> **What is asked**: Restate, word for word, all of the material shown below.

> **Recorded information**:
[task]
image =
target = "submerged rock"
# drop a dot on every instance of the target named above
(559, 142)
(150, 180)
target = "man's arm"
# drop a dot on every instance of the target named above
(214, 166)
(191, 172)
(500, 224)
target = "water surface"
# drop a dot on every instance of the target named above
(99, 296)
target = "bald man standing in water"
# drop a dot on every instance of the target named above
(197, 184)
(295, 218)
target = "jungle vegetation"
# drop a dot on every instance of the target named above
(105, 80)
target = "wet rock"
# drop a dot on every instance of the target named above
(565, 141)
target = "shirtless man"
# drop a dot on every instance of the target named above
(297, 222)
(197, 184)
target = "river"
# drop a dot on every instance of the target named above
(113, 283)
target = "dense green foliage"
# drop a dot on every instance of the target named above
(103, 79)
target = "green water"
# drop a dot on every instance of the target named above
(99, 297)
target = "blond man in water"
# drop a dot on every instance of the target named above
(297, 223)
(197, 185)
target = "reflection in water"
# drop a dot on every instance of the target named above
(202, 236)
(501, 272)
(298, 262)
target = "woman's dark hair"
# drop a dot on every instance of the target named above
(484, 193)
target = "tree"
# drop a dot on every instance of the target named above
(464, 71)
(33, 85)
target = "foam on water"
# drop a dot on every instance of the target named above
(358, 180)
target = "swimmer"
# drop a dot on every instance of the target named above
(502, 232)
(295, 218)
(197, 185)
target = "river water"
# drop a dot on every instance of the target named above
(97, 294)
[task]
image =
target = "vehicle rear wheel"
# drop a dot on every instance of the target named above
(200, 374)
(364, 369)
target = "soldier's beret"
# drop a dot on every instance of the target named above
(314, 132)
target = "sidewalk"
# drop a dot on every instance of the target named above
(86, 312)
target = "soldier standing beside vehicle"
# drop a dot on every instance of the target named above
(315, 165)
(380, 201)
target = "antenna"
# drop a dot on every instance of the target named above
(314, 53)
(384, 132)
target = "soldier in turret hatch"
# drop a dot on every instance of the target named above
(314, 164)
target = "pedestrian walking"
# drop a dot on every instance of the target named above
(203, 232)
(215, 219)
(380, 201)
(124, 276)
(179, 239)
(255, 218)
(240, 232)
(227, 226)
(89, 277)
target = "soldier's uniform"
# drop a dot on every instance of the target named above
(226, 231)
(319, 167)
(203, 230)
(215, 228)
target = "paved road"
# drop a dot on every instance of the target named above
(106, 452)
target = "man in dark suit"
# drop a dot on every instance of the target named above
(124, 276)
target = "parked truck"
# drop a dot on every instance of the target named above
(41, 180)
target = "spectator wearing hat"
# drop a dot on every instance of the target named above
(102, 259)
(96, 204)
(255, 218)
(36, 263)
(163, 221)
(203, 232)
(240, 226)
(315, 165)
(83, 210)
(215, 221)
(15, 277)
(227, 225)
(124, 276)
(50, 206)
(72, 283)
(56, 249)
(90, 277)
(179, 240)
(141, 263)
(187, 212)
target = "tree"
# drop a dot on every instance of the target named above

> **Task result**:
[task]
image =
target = "submerged rock"
# drop a dot on every instance of the target named above
(559, 142)
(150, 180)
target = "man's arm"
# drop a dot on every instance of the target named above
(214, 166)
(191, 172)
(500, 224)
target = "water surface"
# drop a dot on every instance of the target named above
(99, 296)
target = "bald man standing in water"
# drop a dot on every instance of the target named above
(197, 184)
(295, 218)
target = "jungle vegetation"
# drop a dot on every instance of the target named above
(105, 80)
target = "wet rock"
# drop a dot on every instance of the target named above
(565, 141)
target = "shirtless man"
# drop a dot on every instance of the target named above
(297, 222)
(197, 184)
target = "river"
# drop a dot on every instance of the target named above
(113, 283)
target = "dense green foliage"
# drop a dot on every instance of the target named above
(103, 79)
target = "green water"
# drop a dot on every instance of the target named above
(99, 297)
target = "blond man in water"
# drop a dot on every instance of the target named above
(297, 223)
(197, 185)
target = "reflection in water"
# drop a dot on every instance of the target named above
(202, 236)
(501, 272)
(298, 262)
target = "woman's dark hair"
# drop a dot on every instance of the target named above
(484, 193)
target = "tree"
# drop a dot on every instance of the target named above
(464, 71)
(33, 85)
target = "foam on water"
# drop a dot on every instance of the target named above
(358, 180)
target = "swimmer"
# drop a dot on every instance of the target named above
(502, 232)
(295, 218)
(197, 185)
target = "river water"
# drop a dot on every instance of the target named above
(97, 294)
[task]
image =
target = "vehicle rear wheel"
# drop a dot on every instance of the target named above
(200, 374)
(364, 369)
target = "soldier's beret"
# drop a dot on every instance of the target named above
(314, 132)
target = "sidewalk"
# drop a dot on every instance of the target named above
(86, 312)
target = "soldier standing beside vehicle"
# drop a dot on every instance of the target named above
(315, 165)
(380, 201)
target = "antenna"
# drop a dot on every instance of the target named above
(314, 53)
(384, 132)
target = "soldier in turret hatch"
# drop a dot on every instance of the target named above
(314, 164)
target = "pedestrian walking"
# drop a dot on every instance of the target named above
(203, 232)
(215, 219)
(380, 201)
(124, 276)
(179, 239)
(255, 218)
(240, 232)
(227, 226)
(89, 277)
target = "soldier's uniform"
# drop a dot on every instance of the target named above
(226, 231)
(319, 167)
(203, 230)
(215, 228)
target = "paved road"
# drop a dot on every instance of the target named above
(106, 452)
target = "man in dark suit"
# drop a dot on every instance of the target named above
(124, 276)
target = "parked truck"
# drop a dot on every instance of the target named above
(41, 180)
target = "spectator wearing hat"
# drop a dot on every instance of the target named above
(102, 259)
(96, 204)
(255, 218)
(36, 263)
(163, 221)
(203, 232)
(240, 226)
(315, 165)
(83, 210)
(215, 221)
(15, 277)
(227, 225)
(124, 276)
(50, 206)
(72, 283)
(56, 249)
(90, 277)
(179, 240)
(141, 263)
(187, 212)
target = "tree"
# drop a dot on every instance of the target named above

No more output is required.